TASK ITEM: Transcribe the following entries word for word. End with the line where "player in red" appears.

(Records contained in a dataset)
+ + +

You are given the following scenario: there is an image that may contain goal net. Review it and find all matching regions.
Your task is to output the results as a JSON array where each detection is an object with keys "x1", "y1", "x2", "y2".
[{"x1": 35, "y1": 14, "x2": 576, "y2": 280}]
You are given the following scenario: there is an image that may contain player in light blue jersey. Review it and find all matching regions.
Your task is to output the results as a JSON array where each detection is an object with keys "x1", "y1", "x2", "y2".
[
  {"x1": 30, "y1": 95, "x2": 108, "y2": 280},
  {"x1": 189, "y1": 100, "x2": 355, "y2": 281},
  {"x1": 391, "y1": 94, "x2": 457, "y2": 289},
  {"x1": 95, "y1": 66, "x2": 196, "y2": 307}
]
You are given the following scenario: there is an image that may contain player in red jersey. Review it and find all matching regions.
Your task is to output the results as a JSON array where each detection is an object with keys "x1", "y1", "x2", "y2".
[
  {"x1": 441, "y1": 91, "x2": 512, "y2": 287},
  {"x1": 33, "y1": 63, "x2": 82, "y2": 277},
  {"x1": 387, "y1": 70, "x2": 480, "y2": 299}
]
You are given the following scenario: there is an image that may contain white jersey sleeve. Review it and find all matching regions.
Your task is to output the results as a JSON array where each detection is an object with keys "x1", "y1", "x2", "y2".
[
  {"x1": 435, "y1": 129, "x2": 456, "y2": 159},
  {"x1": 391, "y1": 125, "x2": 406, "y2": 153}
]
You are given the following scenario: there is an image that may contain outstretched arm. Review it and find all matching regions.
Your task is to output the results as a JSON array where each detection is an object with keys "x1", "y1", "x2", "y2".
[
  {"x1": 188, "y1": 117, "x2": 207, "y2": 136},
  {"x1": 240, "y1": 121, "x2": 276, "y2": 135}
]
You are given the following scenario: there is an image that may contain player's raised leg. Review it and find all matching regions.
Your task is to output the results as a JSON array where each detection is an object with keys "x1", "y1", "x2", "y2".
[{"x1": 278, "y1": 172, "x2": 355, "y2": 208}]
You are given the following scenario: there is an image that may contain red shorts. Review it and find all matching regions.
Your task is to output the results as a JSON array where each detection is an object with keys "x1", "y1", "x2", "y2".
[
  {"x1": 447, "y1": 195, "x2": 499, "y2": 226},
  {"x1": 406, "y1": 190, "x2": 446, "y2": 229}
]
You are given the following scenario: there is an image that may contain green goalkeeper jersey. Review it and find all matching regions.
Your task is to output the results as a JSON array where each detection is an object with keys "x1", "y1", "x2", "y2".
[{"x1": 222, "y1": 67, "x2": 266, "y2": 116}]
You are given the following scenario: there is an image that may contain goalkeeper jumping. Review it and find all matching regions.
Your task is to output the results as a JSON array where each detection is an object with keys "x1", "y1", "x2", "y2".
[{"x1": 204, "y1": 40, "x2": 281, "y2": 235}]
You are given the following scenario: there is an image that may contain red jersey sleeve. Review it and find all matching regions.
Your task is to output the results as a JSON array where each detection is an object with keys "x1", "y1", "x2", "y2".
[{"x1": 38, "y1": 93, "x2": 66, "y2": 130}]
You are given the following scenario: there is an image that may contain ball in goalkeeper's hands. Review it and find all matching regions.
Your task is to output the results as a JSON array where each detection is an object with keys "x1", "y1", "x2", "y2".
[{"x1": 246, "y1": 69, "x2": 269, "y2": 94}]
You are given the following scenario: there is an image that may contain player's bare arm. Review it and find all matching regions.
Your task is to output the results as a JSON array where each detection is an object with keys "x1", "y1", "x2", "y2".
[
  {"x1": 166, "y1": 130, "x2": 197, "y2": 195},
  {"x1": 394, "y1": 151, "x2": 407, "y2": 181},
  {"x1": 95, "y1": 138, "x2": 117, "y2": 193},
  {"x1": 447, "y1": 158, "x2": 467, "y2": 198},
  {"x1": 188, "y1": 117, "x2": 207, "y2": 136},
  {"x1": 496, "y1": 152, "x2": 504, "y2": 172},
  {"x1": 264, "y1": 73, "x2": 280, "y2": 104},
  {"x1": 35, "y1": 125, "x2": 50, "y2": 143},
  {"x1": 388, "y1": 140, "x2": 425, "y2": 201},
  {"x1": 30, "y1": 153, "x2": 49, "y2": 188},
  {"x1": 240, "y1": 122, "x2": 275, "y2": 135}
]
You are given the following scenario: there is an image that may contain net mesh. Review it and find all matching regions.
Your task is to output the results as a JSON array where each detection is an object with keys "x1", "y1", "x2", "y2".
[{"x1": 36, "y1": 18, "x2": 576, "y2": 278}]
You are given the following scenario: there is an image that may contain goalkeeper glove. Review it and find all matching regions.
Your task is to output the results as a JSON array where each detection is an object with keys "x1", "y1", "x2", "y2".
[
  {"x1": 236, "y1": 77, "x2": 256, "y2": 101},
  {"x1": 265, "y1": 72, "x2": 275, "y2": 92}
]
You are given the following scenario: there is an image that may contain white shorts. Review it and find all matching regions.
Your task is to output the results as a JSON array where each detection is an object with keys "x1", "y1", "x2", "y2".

+ + +

OUTPUT OF THE EXERCISE:
You are given the following scenario: there is an image that may contain goal net. Review it and find all matching regions.
Your task is to output the results as a JSON array where each detection is an object with keys "x1", "y1", "x2", "y2".
[{"x1": 35, "y1": 14, "x2": 576, "y2": 280}]
You are given the following scenario: there is an image that may contain player in light blue jersey. Review it and find all matching regions.
Your task is to output the results as a JSON array where each detection is an object with keys "x1", "y1", "x2", "y2".
[
  {"x1": 30, "y1": 95, "x2": 108, "y2": 280},
  {"x1": 189, "y1": 100, "x2": 355, "y2": 281},
  {"x1": 391, "y1": 94, "x2": 457, "y2": 289},
  {"x1": 95, "y1": 66, "x2": 196, "y2": 307}
]
You are given the following scenario: there is an image that may contain player in red jersey. Review it and find all matching regions.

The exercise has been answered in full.